◆ What is needed
Gather every line from the items that contains the string "target", matching case exactly. List those lines as they appear.

◆ Saved entries
>> START
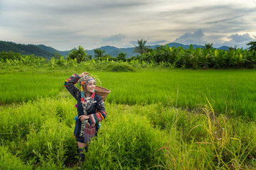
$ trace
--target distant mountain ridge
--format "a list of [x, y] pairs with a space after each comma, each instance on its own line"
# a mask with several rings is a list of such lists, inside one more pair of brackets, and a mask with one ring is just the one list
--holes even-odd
>> END
>> START
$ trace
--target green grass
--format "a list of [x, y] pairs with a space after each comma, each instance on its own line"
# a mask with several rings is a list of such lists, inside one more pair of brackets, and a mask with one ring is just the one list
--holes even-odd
>> END
◆ Answer to this problem
--target distant mountain ridge
--target green grass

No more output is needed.